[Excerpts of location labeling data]
▬▬▬▬▬▬

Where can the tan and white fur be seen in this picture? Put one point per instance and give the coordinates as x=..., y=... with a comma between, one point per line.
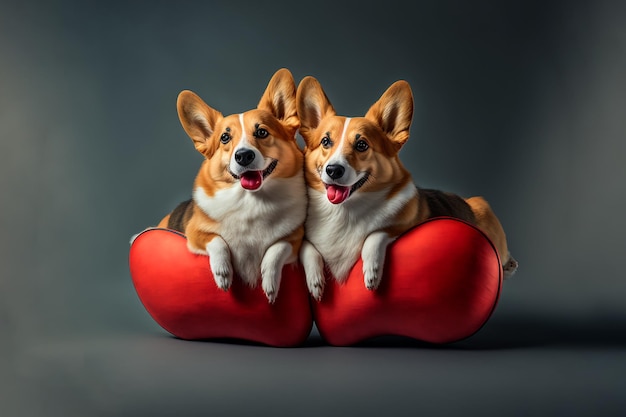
x=249, y=198
x=361, y=197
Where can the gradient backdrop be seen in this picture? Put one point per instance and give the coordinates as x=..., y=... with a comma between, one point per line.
x=523, y=102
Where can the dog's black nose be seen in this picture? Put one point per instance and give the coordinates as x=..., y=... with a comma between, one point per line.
x=244, y=157
x=335, y=171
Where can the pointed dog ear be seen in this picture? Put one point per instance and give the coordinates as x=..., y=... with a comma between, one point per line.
x=313, y=105
x=279, y=99
x=198, y=120
x=393, y=112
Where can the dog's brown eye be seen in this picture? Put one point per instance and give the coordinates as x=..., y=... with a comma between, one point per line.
x=361, y=146
x=261, y=133
x=225, y=138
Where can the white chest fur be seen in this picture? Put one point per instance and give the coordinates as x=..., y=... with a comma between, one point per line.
x=338, y=231
x=249, y=222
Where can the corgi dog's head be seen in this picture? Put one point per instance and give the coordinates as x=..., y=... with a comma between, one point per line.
x=349, y=156
x=249, y=148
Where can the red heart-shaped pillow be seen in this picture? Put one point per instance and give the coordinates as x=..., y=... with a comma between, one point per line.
x=441, y=282
x=178, y=290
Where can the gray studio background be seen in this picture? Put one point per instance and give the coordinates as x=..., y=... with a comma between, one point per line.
x=523, y=102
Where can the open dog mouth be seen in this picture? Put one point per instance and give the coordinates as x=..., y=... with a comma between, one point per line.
x=252, y=180
x=337, y=194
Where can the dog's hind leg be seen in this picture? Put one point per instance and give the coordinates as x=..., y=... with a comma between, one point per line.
x=487, y=221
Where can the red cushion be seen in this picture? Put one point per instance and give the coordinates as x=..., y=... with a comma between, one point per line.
x=178, y=290
x=441, y=283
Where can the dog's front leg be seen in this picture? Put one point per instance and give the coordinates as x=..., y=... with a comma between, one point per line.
x=219, y=260
x=272, y=267
x=313, y=269
x=373, y=255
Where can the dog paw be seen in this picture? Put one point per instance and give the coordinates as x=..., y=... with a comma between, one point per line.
x=223, y=276
x=270, y=288
x=316, y=286
x=372, y=275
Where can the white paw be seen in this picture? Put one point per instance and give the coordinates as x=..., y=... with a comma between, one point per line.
x=219, y=260
x=313, y=269
x=315, y=283
x=270, y=288
x=223, y=275
x=372, y=275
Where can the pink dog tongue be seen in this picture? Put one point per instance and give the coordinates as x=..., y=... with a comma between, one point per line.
x=251, y=180
x=337, y=194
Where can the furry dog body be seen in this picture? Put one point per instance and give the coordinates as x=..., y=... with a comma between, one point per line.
x=248, y=202
x=361, y=197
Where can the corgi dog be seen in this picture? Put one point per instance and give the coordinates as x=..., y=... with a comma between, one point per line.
x=361, y=197
x=249, y=198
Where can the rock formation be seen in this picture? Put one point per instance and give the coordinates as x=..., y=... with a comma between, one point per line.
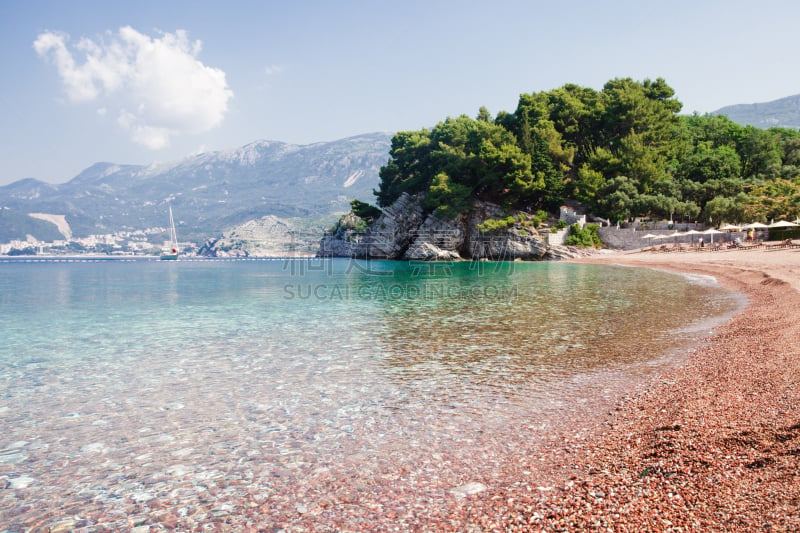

▬▬▬▬▬▬

PROMPT -
Change every "in this picture" to "in this photo" in all of the lines above, keeping the rest the same, and leave the pictures out of your copy.

RESULT BELOW -
Where can the tan and white fur be seen in this photo? Put one point per instance and give the coordinates as x=..., y=... with a comma between, one point per line.
x=249, y=198
x=361, y=197
Where can the gradient backdrop be seen in this photo? Put one point per instance and give the coordinates as x=..., y=... with a comma between, one point per line.
x=523, y=102
Where can the dog's black nose be seen in this photo? Put one point per instance and give the coordinates as x=..., y=... with a comma between, one point per line.
x=244, y=157
x=335, y=171
Where can the pointed dog ear be seen in this photo? Put one point per instance and give the coordinates as x=..., y=... with a comma between, one point per line.
x=313, y=105
x=279, y=99
x=198, y=120
x=393, y=112
Where can the dog's brown eye be seen in this photo? Put one point per instance and give the coordinates as x=..., y=... with a comma between, one point per line.
x=361, y=146
x=261, y=133
x=225, y=138
Where can the white chest fur be seen in this photo? Put one point per instance and give the coordinates as x=..., y=... with a comma between, one point per line.
x=338, y=231
x=249, y=222
Where can the corgi dog's head be seen in this photo? Put one point per instance and give the coordinates as x=..., y=... with a comma between, one point per line.
x=349, y=156
x=249, y=148
Where can the red heart-shaped pillow be seen in this photo? Put one point per instance and give the coordinates as x=..., y=... with a comma between, one point per line.
x=441, y=282
x=178, y=290
Where can the gray studio background be seen in this photo? Put one point per instance and give the coordinates as x=..., y=... with a comma between, one point per line.
x=523, y=102
Where can the open dog mouth be seen in this photo? Put one point per instance and give the coordinates as x=..., y=... with a comma between, one point per line.
x=252, y=180
x=337, y=194
Where can the dog's hind leg be seen in this photo? Put one point per instance and give the coordinates as x=..., y=... with a comma between, one point per line.
x=487, y=221
Where can the red cushion be seen in this photo? Put one point per instance and give the coordinates as x=..., y=... with a comma between, one point per line.
x=178, y=290
x=441, y=283
Where can the dog's front leg be seen in this photo? Put one point per instance and give the coordinates as x=..., y=... with a comma between, one point per line.
x=219, y=260
x=272, y=267
x=313, y=269
x=373, y=255
Where can the dog paw be seen in this photo? Put one point per instance and give the coordinates as x=..., y=... with a comma between, one point per line.
x=223, y=276
x=270, y=288
x=316, y=286
x=372, y=275
Where can the white paw be seen in this photo? Put one point per instance and give the coordinates as x=..., y=... with a comma between, one point per line.
x=219, y=260
x=313, y=269
x=315, y=283
x=270, y=288
x=223, y=275
x=372, y=275
Where can the pink dog tongue be seen in this photo? Put one point per instance and give the coordinates as x=..., y=... with a comma between, one point per line.
x=251, y=180
x=337, y=194
Where can the furry dog body be seen in this photo? Put one point per instance and give the coordinates as x=..., y=... with a comma between, one point per line.
x=248, y=202
x=361, y=197
Where can the corgi dog be seen in this photo? Put one point per instance and give the coordinates as x=..., y=... with a comma between, one point per line.
x=361, y=197
x=249, y=198
Where can the rock formation be seen in this photo? Put one point per instance and give the coordinates as x=..., y=... with a comma between, one point per line.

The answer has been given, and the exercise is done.